Había más pedantería que razón en esta conducta. En primer lugar, una estudiante de Letras debía entender la cultura popular masiva no solo a partir del pensamiento de Theodor Adorno, filósofo de la Escuela de Frankfurt; estudiar a Walter Benjamin y a Umberto Eco sin duda hubiese ayudado mucho más que perder el tiempo en Para leer al pato Donald, de Ariel Dorfman y Armand Mattelart, libro que estoy segura va a ponerse de moda de nuevo, después de medio siglo, por simplificador y represivo. Además, había un punto de hipocresía y presunta superioridad intelectual, puesto que disfrutaba de la música de mis antepasados, el bolero y la ranchera, de la salsa brava de los años setenta que bailaron mis primos y hermanas mayores, amén de la más refinada de los ochenta, con Rubén Blades de figura cimera. Me gustaba, lo confieso, la balada en inglés, por no hablar del rock y el grupo Queen. “Under pressure” sigue siendo mi grito de guerra. ¿Acaso gustar del pasado popular más que del presente nos salva de la “alienación” de nuestra tribu urbana?

En 1990 se publicó Culturas híbridas. Estrategias para entrar y salir de la modernidad, de Néstor García Canclini. A diferencia de la visión marxista de la sociedad que nos proclamó víctimas de la ideología –la cual se ha impuesto de nuevo en este siglo, especialmente en las universidades anglosajonas– García Canclini ponderó la creatividad inherente a la apropiación de los códigos culturales disponibles, asunto que a su vez tocó Jesús Martín-Barbero, también fallecido este año. Es decir, los poderes culturales en juego no nos encuentran en la indefensión, a menos que se trate de situaciones de guerra, de autoritarismo extremo o de genocidio. La parodia, la ironía, el humor, la mezcla, la resistencia, la mirada a las tradiciones locales y su libre inserción en el trabajo artístico, abrían paso a una rica mirada sobre los fenómenos culturales que los sacaba del guión de conspiración propio del mencionado Para leer al Pato Donald. Habría que sumar también a pensadoras como Beatriz Sarlo y Linda Hutcheon en su intento de comprender la cultura y la literatura no como simple hegemonía de los sectores sociales dominantes.

Delia Fiallo tenía un éxito masivo no solo por su inserción en determinados circuitos que dominaban el entretenimiento, sino también por su conocimiento de los valores estéticos y sociales de su época, además de su hábil uso de un tejido dramático alimentado con la herencia del folletín y los melodramas. Dudo de que se creyera sus propias ficciones en un medio como el televisivo, integrado por divos y divas que hacían lo que les daba la gana mientras actuaban en la pequeña pantalla como santos y santas del panteón heteropatriarcal. Fiallo poseía una técnica probada en milenios de práctica: explotaba hasta el hartazgo la intriga y despertaba la empatía con las víctimas, siempre triunfadoras, retratando a varones rematadamente tontos, galanes mujeriegos dominados por sus madres y por el culto a las apariencias. Si en este momento una sucesora de Delia Fiallo quisiera escribir telenovelas como Una muchacha llamada Milagros y Leonela, basadas en el triunfo del amor entre violadores y violadas –en la senda de La fuerza de la sangre (1613), de Miguel de Cervantes–, ningún productor de televisión daría un centavo por el intento. El olfato de la Fiallo es comparable al exhibido en la escritura y adaptación de Juego de tronos, la serie televisiva inspirada en los libros de George R. R. Martin: la maldad y el poder han tenido una exitosa amalgama con el drama y la narración, por lo que apelar a estos recursos con inteligencia asegura el éxito. La Delia Fiallo de ahora escribiría sobre mujeres trans y hombres gays, sobre ingenieras y nuevas masculinidades. Simplemente, el mundo cambió. Fiallo ha sido llamada “la madre” de las telenovelas, un género que ha tenido grandes momentos y no solo desafortunadas servidumbres ideológicas. Esto significa haber dado forma a un género absolutamente latinoamericano, cuya prolongación es visible en la forma de las series vistas en plataformas de streaming.

Filas de datos>
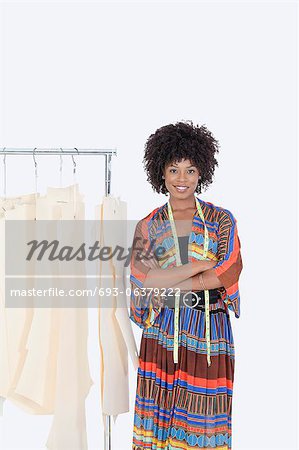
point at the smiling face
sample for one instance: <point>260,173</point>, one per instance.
<point>181,179</point>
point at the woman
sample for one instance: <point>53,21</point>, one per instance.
<point>185,268</point>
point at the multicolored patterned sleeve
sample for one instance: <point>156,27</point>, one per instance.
<point>143,305</point>
<point>229,264</point>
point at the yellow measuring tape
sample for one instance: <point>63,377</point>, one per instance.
<point>177,295</point>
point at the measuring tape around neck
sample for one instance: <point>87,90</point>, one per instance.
<point>177,295</point>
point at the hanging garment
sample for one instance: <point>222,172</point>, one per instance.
<point>53,373</point>
<point>185,404</point>
<point>115,332</point>
<point>14,322</point>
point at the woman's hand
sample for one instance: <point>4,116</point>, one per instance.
<point>202,265</point>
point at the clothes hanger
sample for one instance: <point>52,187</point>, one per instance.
<point>60,168</point>
<point>75,183</point>
<point>35,176</point>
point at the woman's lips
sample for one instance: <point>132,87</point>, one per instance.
<point>181,188</point>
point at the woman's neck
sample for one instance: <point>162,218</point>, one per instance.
<point>178,204</point>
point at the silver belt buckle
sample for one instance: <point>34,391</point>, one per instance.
<point>192,294</point>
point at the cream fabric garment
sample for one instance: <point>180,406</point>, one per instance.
<point>14,322</point>
<point>115,332</point>
<point>49,373</point>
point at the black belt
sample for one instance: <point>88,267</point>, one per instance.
<point>192,299</point>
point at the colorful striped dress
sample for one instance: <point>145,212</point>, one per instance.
<point>185,405</point>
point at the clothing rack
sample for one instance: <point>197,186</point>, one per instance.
<point>108,153</point>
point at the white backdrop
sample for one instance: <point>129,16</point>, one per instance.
<point>93,74</point>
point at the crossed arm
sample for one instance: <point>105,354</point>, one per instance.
<point>184,277</point>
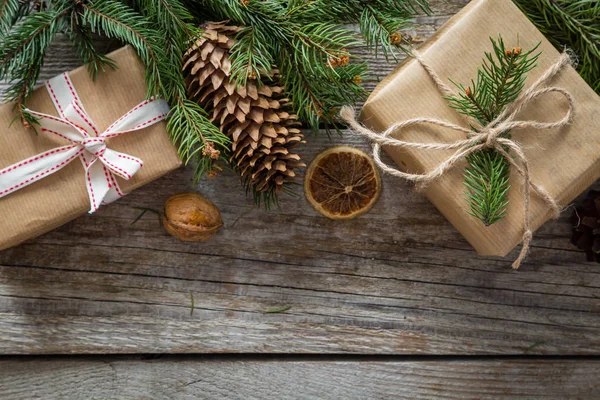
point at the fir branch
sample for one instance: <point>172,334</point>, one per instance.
<point>22,54</point>
<point>574,24</point>
<point>499,82</point>
<point>188,126</point>
<point>250,55</point>
<point>9,13</point>
<point>30,39</point>
<point>193,132</point>
<point>116,20</point>
<point>82,40</point>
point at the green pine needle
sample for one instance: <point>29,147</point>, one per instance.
<point>499,82</point>
<point>574,24</point>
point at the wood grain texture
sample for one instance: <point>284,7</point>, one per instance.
<point>399,280</point>
<point>188,378</point>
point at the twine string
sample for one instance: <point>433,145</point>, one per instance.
<point>484,137</point>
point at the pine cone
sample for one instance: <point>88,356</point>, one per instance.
<point>254,117</point>
<point>586,226</point>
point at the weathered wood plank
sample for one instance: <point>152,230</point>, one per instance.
<point>399,280</point>
<point>232,379</point>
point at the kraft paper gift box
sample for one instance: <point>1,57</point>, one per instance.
<point>563,161</point>
<point>62,196</point>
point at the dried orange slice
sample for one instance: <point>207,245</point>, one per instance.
<point>342,182</point>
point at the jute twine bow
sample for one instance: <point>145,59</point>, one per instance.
<point>485,137</point>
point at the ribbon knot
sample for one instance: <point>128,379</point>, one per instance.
<point>95,146</point>
<point>485,137</point>
<point>85,142</point>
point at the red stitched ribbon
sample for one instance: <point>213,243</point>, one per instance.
<point>74,125</point>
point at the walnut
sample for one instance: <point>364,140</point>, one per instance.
<point>191,217</point>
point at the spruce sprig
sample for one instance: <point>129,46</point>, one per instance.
<point>159,31</point>
<point>301,39</point>
<point>574,24</point>
<point>499,82</point>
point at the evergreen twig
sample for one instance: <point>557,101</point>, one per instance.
<point>499,82</point>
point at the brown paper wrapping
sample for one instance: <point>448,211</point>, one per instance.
<point>563,161</point>
<point>62,197</point>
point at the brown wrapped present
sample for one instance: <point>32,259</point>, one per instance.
<point>94,138</point>
<point>563,161</point>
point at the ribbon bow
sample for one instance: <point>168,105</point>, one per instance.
<point>484,137</point>
<point>101,163</point>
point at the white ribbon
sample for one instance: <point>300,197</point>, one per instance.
<point>101,164</point>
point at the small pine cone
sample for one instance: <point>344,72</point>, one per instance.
<point>254,117</point>
<point>586,226</point>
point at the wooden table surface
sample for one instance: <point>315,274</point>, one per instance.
<point>394,304</point>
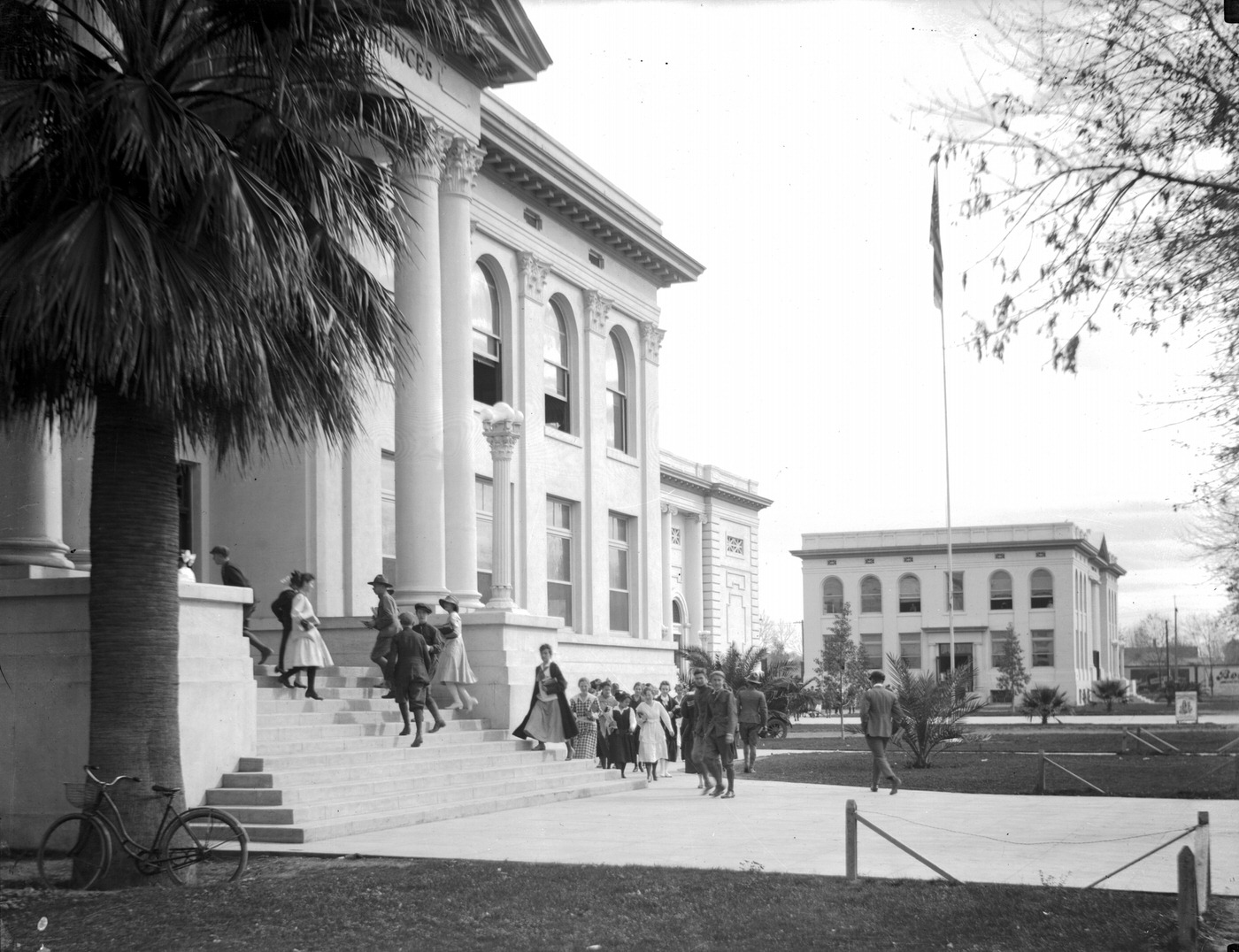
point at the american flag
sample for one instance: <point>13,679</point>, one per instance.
<point>935,241</point>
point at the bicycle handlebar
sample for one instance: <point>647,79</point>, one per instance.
<point>89,772</point>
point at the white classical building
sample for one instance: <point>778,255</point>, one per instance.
<point>532,282</point>
<point>1049,580</point>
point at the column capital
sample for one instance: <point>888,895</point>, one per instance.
<point>429,164</point>
<point>533,273</point>
<point>600,310</point>
<point>461,164</point>
<point>650,341</point>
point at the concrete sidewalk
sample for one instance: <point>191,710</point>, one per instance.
<point>799,828</point>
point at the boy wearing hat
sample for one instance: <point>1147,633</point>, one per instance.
<point>232,576</point>
<point>387,623</point>
<point>753,712</point>
<point>434,647</point>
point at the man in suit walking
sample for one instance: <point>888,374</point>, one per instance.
<point>720,735</point>
<point>233,576</point>
<point>879,713</point>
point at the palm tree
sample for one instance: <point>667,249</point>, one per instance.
<point>1043,702</point>
<point>182,183</point>
<point>932,707</point>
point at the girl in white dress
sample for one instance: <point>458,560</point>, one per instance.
<point>454,672</point>
<point>652,717</point>
<point>306,649</point>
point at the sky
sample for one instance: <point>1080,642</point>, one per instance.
<point>784,146</point>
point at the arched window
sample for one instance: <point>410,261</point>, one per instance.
<point>832,595</point>
<point>555,368</point>
<point>870,595</point>
<point>910,595</point>
<point>1043,589</point>
<point>1000,592</point>
<point>487,337</point>
<point>617,395</point>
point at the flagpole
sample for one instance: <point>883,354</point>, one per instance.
<point>935,241</point>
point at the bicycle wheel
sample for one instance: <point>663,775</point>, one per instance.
<point>204,846</point>
<point>74,853</point>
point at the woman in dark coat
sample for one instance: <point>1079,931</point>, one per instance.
<point>549,719</point>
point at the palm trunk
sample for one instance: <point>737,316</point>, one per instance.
<point>134,613</point>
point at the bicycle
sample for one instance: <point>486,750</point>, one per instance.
<point>200,846</point>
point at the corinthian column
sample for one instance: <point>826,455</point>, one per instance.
<point>455,197</point>
<point>419,388</point>
<point>30,496</point>
<point>502,426</point>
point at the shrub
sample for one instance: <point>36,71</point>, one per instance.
<point>932,709</point>
<point>1043,702</point>
<point>1111,690</point>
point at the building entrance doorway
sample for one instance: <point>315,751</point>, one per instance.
<point>963,659</point>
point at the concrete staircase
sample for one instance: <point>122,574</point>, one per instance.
<point>337,766</point>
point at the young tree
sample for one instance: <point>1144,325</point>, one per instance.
<point>842,672</point>
<point>1012,675</point>
<point>181,189</point>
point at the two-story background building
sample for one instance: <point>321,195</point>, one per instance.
<point>1049,580</point>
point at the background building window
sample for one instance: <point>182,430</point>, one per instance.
<point>1000,592</point>
<point>483,504</point>
<point>910,593</point>
<point>387,481</point>
<point>832,595</point>
<point>487,340</point>
<point>559,560</point>
<point>873,648</point>
<point>619,572</point>
<point>910,649</point>
<point>957,589</point>
<point>617,396</point>
<point>870,595</point>
<point>1043,649</point>
<point>555,369</point>
<point>1043,585</point>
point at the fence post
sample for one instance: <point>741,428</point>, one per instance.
<point>1204,862</point>
<point>850,838</point>
<point>1187,911</point>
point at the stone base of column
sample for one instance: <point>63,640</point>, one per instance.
<point>406,597</point>
<point>502,601</point>
<point>468,601</point>
<point>34,551</point>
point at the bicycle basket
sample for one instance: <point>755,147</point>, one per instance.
<point>83,795</point>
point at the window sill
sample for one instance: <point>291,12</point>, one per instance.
<point>561,436</point>
<point>622,457</point>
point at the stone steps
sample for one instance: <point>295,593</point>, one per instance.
<point>336,766</point>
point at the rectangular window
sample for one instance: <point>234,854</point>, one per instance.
<point>559,560</point>
<point>997,649</point>
<point>910,650</point>
<point>957,589</point>
<point>1043,649</point>
<point>483,504</point>
<point>387,481</point>
<point>619,572</point>
<point>1000,593</point>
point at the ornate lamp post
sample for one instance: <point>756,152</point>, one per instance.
<point>502,426</point>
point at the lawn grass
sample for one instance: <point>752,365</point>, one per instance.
<point>318,905</point>
<point>999,772</point>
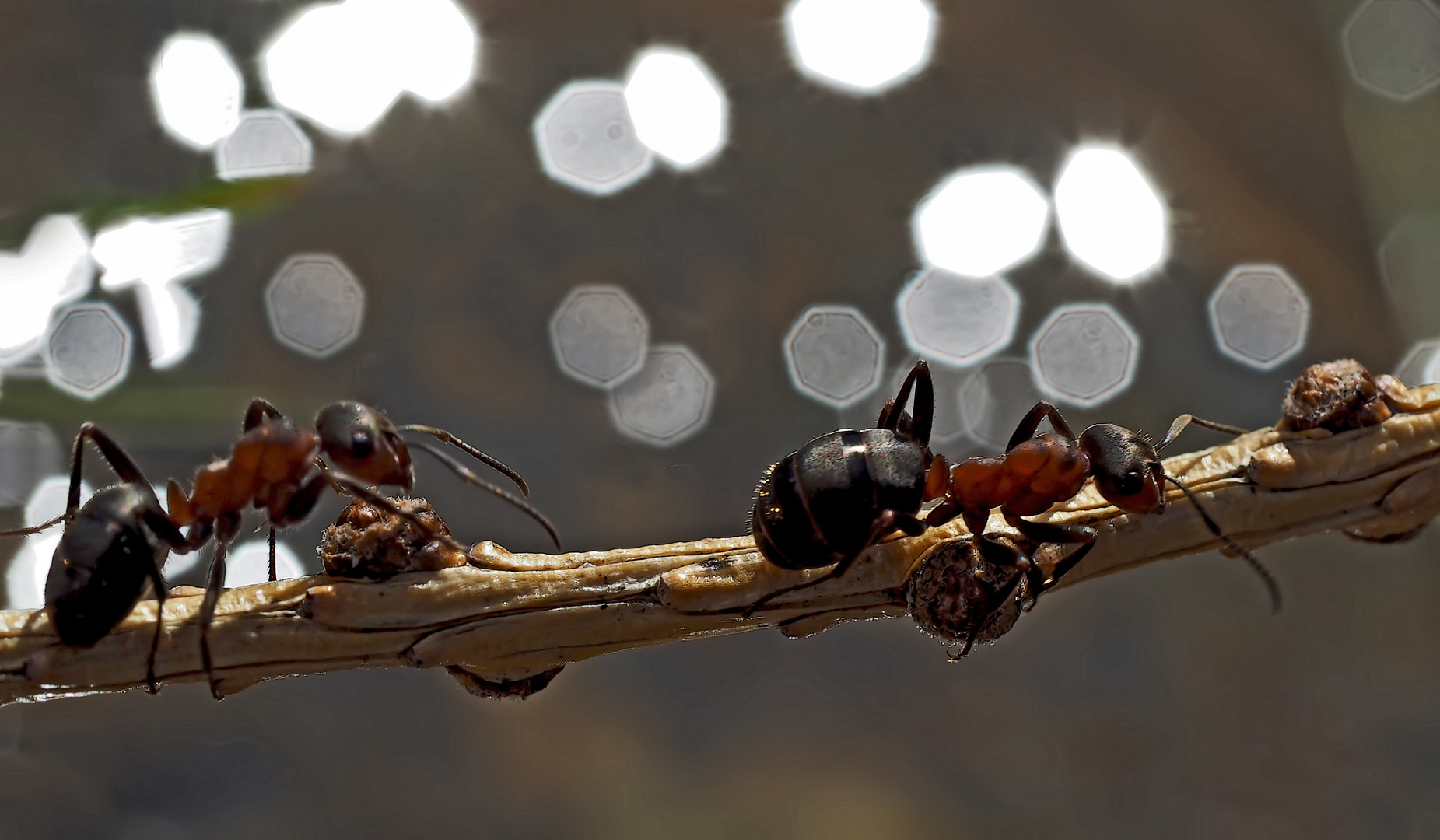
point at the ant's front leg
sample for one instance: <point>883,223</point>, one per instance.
<point>1043,532</point>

Instrucciones>
Responde estas preguntas según el fragmento sobre Delia Fiallo y la cultura popular:
1. ¿En qué año se publicó Culturas híbridas, de Néstor García Canclini?
2. ¿Qué canción se describe como un "grito de guerra"?
3. ¿Con qué serie televisiva se compara el olfato de Fiallo?

Resultado del ejercicio>
1. En 1990.
2. "Under pressure".
3. Con Juego de tronos.